◆ **Excerpt**:
——
Why do you care if it is rolled back? AUTO_INCREMENT key fields are not supposed to have any meaning so you really shouldn't care what value is used.

If you have information you're trying to preserve, perhaps another non-key column is needed.

Paul Lefebvre
+1  A: 

I do not know of any way to do that. According to the MySQL Documentation, this is expected behavior and will happen with all *innodb_autoinc_lock_mode* lock modes. The specific text is:

In all lock modes (0, 1, and 2), if a transaction that generated auto-increment values rolls back, those auto-increment values are “lost.” Once a value is generated for an auto-increment column, it cannot be rolled back, whether or not the “INSERT-like” statement is completed, and whether or not the containing transaction is rolled back. Such lost values are not reused. Thus, there may be gaps in the values stored in an AUTO_INCREMENT column of a table.

gpojd
A: 

If you need to have the ids assigned in numerical order with no gaps, then you can't use an autoincrement column. You'll need to define a standard integer column and use a stored procedure that calculates the next number in the insert sequence and inserts the record within a transaction. If the insert fails, then the next time the procedure is called it will recalculate the next id.

Having said that, it is a bad idea to rely on ids being in some particular order with no gaps. If you need to preserve ordering, you should probably timestamp the row on insert (and potentially on update).
——
◆ **Recorded data**:

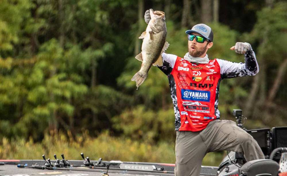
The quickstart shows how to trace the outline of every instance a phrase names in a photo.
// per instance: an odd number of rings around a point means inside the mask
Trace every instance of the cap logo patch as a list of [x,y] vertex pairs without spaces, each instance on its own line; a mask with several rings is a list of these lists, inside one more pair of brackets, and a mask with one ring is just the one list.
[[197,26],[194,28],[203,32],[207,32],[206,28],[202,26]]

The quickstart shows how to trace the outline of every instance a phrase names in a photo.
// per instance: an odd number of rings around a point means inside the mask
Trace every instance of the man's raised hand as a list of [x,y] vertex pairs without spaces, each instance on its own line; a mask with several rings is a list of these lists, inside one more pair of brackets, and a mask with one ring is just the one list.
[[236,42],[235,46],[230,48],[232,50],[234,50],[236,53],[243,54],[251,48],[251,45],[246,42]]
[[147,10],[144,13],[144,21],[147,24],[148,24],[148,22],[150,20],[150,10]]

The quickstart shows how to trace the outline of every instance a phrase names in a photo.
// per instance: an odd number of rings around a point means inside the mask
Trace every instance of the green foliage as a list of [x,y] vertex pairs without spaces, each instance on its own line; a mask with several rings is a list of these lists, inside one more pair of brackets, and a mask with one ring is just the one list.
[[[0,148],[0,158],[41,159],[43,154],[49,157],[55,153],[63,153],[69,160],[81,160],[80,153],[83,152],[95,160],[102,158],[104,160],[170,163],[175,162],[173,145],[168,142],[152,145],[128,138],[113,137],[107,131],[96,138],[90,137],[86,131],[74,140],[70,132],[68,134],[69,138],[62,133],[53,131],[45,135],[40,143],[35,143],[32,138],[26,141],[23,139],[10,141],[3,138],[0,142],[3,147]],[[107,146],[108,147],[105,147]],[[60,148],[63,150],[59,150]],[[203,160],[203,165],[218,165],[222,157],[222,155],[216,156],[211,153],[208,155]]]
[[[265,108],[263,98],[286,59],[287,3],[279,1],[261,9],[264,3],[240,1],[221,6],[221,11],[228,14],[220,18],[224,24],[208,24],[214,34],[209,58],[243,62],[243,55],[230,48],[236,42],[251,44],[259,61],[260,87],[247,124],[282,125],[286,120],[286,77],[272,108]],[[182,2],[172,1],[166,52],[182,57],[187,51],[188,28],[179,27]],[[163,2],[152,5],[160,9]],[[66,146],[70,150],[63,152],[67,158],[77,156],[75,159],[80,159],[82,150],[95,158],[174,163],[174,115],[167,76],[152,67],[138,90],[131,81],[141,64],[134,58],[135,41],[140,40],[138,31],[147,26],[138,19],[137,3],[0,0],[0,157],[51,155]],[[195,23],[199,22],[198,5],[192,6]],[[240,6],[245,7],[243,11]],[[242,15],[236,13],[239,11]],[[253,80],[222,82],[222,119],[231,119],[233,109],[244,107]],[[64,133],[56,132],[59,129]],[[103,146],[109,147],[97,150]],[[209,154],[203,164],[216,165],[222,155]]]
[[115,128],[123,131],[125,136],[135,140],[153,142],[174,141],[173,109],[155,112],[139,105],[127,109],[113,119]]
——
◆ **Problem 1**:
Answer these questions using the MySQL auto-increment discussion.
(a) In which lock modes does the quoted documentation say auto-increment values are lost on rollback?
(b) According to the first reply, what are AUTO_INCREMENT key fields not supposed to have?
(c) What does the final reply suggest doing to the row if ordering must be preserved?
◆ **Problem 2**:
Translate this sentence from the MySQL auto-increment discussion into Spanish: "If you need to preserve ordering, you should probably timestamp the row on insert (and potentially on update)."
◆ **Problem 3**:
Write a continuation of the MySQL auto-increment discussion, picking up after its final sentence.
The data comes from a separate source.

◆ **Exercise answer 1**:
(a) In all lock modes: 0, 1, and 2.
(b) Any meaning.
(c) Timestamp the row on insert, and potentially on update.

◆ **Exercise answer 2**:
Si necesitas conservar el orden, probablemente deberías agregar una marca de tiempo a la fila al insertarla (y posiblemente al actualizarla).

◆ **Exercise answer 3**:
tvanfosson
This means two transactions hitting the same table at once can never successfully both commit. That can be a huge bottleneck. And if you have a lot of foreign keys, you could easily end up with deadlocks when they have many to many relationships. My answer for gap handling only hurts a little. :-)
jmucchiello
+1  A: 

It can't work that way. Consider:

  • program one, you open a transaction and insert into a table FOO which has an autoinc primary key (arbitrarily, we say it gets 557 for its key value).
  • Program two starts, it opens a transaction and inserts into table FOO getting 558.
  • Program two inserts into table BAR which has a column which is a foreign key to FOO. So now the 558 is located in both FOO and BAR.
  • Program two now commits.
  • Program three starts and generates a report from table FOO. The 558 record is printed.
  • After that, program one rolls back.

How does the database reclaim the 557 value? Does it go into FOO and decrement all the other primary keys greater than 557? How does it fix BAR? How does it erase the 558 printed on the report program three output?

Oracle's sequence numbers are also independent of transactions for the same reason.

If you can solve this problem in constant time, I'm sure you can make a lot of money in the database field.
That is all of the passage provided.